• [Teks Kutipan]:
- - -

Tiyu Xilu hanyalah sebuah nama. Kamu
tak membayangkan apa yang akan menanti di sana, yang kami tahu, kami hanya
harus menuju ke sana. Kami masuk ke dalam kereta bawah tanah bersama ratusan
penduduk pribumi lainnya. Kereta bawah tanah China sama parah dengan KRL rute
Bogor-Manggarai! Kereta ini lebih mirip stoples nastar lebaran yang diisi
manusia-manusia bernyawa.
Berjejal di kereta bukan sesuatu yang
kami harapkan di sini, tetapi mau tak mau harus kami jalani. Setelah beberapa
stasiun terlewati, akhirnya kami tiba di stasiun tujuan : Tiyu Xilu. Lalu
muncullah masalah baru buat kami yang baru pertamakali pergi ke sini, kami tak
tahu bahwa tiap stasiun punya pintu keluar yang berbeda-beda. Dan tiba-tiba,
tiket kami tidak terbaca mesin scan!
“Mampus! Mampus bego, ini kenapa?” Aku
memaki-maki.
Kebodohan kami pertamakali adalah, kami
sudah membeli kartu kereta tapi tidak tahu bagaimana cara memakainya, jadi kami
terpaksa membeli tiket koinan, dan ternyata
tiket koinan kami bermasalah sehingga kami tidak bisa keluar dari stasiun!
Kami berlima panik seketika dan mulai
mencari pertolongan. Sialnya, petugas stasiun tidak ada yang bisa berbahasa
inggris! Aku memaki lagi. Kami berputar-putar lama sekali, mencari petugas yang
minimal bisa mengerti frasa ini : PAK GIMANA CARANYA KELUAR DARI SINI?
Nihil.
China
yang merupakan negara besar dunia benar-benar gagal mencetak rakyat sipil yang
terampil berbahasa!
Di tengah putus asa, aku mendekati
seorang petugas tambun di dekat pintu keluar dan memaksa dia bicara bahasa
inggris. Dia menggeleng, dan berkata terbata dalam aksen China, “No-inggeris!
No-inggeris!”
Tepat pada saat itu, seorang pemuda
lokal melintas dan menepuk bahuku pelan.
“Can I help you?” katanya. Dialah orang
asing yang jadi malaikat pertama kami. Definisi malaikat penyelamat di sini
menjadi teramat sederhana: orang lokal yang mampu berbahasa inggris. Aku
menceritakan duduk perkara secara singkat, dan pemuda tak dikenal itu
mengarahkan kami ke pusat informasi stasiun.

- - -

• [Data Hasil Ekstraksi]:

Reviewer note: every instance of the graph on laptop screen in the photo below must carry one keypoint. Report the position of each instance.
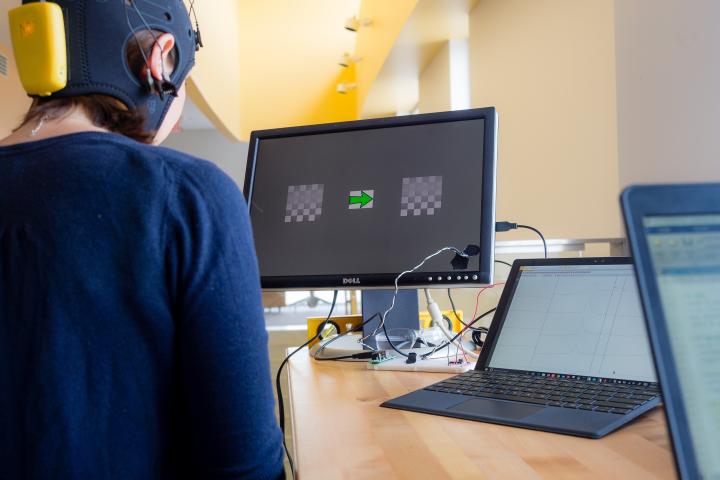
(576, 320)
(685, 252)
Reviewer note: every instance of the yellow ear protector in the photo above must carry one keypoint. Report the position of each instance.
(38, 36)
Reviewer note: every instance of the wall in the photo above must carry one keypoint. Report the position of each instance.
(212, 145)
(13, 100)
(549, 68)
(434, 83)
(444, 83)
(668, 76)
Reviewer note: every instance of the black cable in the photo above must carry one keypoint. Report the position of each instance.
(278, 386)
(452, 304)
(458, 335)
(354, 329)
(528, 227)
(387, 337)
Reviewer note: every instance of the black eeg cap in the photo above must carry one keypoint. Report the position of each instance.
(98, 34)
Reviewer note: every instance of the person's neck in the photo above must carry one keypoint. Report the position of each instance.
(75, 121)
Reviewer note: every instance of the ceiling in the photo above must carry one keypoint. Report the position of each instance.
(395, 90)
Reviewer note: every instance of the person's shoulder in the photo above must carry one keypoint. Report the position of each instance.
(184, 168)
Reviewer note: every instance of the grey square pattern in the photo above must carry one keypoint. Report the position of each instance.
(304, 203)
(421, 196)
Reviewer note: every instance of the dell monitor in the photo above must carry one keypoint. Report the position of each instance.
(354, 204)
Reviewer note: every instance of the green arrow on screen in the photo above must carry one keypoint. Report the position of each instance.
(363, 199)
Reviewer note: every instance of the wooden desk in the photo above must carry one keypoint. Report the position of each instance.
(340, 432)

- - -

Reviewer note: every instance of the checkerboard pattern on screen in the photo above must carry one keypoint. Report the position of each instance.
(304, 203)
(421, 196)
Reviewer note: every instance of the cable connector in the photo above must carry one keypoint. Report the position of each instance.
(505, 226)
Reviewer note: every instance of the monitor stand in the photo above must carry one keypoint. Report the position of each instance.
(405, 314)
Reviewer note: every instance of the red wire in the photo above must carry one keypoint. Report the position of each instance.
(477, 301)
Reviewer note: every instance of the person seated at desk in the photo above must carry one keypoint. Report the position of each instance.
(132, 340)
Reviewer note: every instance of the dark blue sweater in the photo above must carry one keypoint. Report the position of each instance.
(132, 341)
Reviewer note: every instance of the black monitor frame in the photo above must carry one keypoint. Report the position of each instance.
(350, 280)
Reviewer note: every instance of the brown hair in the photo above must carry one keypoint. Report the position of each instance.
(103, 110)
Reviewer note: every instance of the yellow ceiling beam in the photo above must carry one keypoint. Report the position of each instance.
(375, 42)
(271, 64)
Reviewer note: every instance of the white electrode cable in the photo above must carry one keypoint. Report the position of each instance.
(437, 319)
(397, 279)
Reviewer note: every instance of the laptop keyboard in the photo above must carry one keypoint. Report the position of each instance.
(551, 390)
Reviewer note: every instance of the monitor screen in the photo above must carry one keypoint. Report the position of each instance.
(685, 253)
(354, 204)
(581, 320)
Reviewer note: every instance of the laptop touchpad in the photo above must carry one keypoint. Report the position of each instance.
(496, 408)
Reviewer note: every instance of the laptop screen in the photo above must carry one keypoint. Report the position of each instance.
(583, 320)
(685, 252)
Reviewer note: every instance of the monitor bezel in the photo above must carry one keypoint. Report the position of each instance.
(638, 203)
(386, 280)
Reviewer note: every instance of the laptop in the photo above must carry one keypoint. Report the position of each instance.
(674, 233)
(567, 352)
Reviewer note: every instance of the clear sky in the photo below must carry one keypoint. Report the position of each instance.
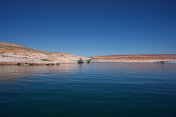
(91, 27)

- - -

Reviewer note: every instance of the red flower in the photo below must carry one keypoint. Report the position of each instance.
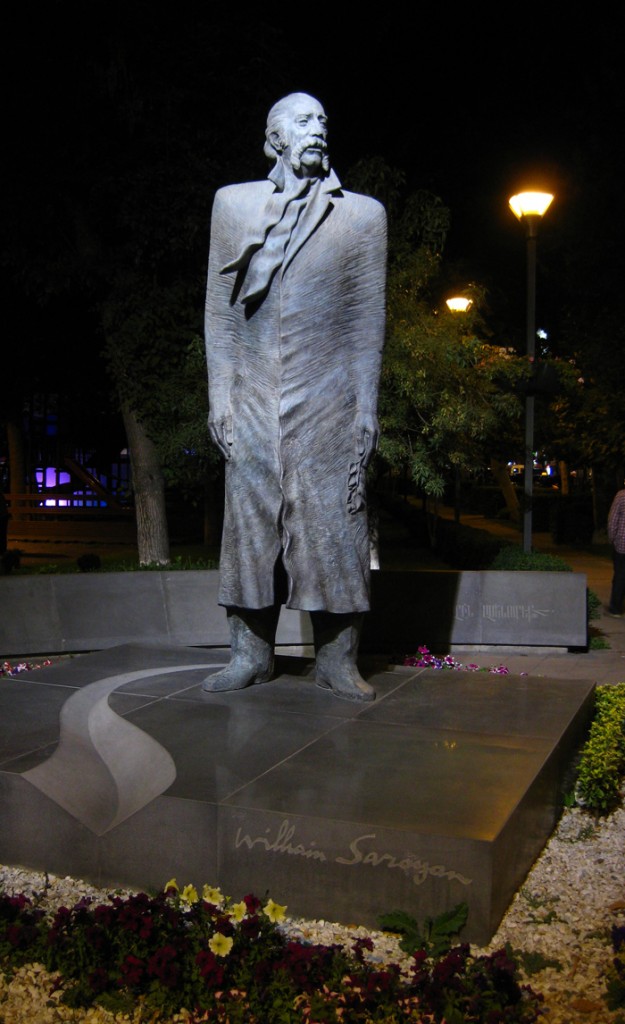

- - -

• [Ketentuan Tugas 1]: Tuliskan ulang sebagian teks kutipan tanpa mengubah satu huruf pun. Mulailah dari kata-kata yang memuat "Kami berlima panik", lalu berhenti setelah "menepuk bahuku pelan.".
• [Ketentuan Tugas 2]: Ambil setiap baris yang memuat kata "yellow". Huruf besar dan huruf kecil dibedakan.

• [Jawaban Lengkap 1]:
Kami berlima panik seketika dan mulai
mencari pertolongan. Sialnya, petugas stasiun tidak ada yang bisa berbahasa
inggris! Aku memaki lagi. Kami berputar-putar lama sekali, mencari petugas yang
minimal bisa mengerti frasa ini : PAK GIMANA CARANYA KELUAR DARI SINI?
Nihil.
China
yang merupakan negara besar dunia benar-benar gagal mencetak rakyat sipil yang
terampil berbahasa!
Di tengah putus asa, aku mendekati
seorang petugas tambun di dekat pintu keluar dan memaksa dia bicara bahasa
inggris. Dia menggeleng, dan berkata terbata dalam aksen China, “No-inggeris!
No-inggeris!”
Tepat pada saat itu, seorang pemuda
lokal melintas dan menepuk bahuku pelan.

• [Jawaban Lengkap 2]:
Reviewer note: every instance of the yellow ear protector in the photo above must carry one keypoint. Report the position of each instance.
Reviewer note: every instance of the yellow ceiling beam in the photo above must carry one keypoint. Report the position of each instance.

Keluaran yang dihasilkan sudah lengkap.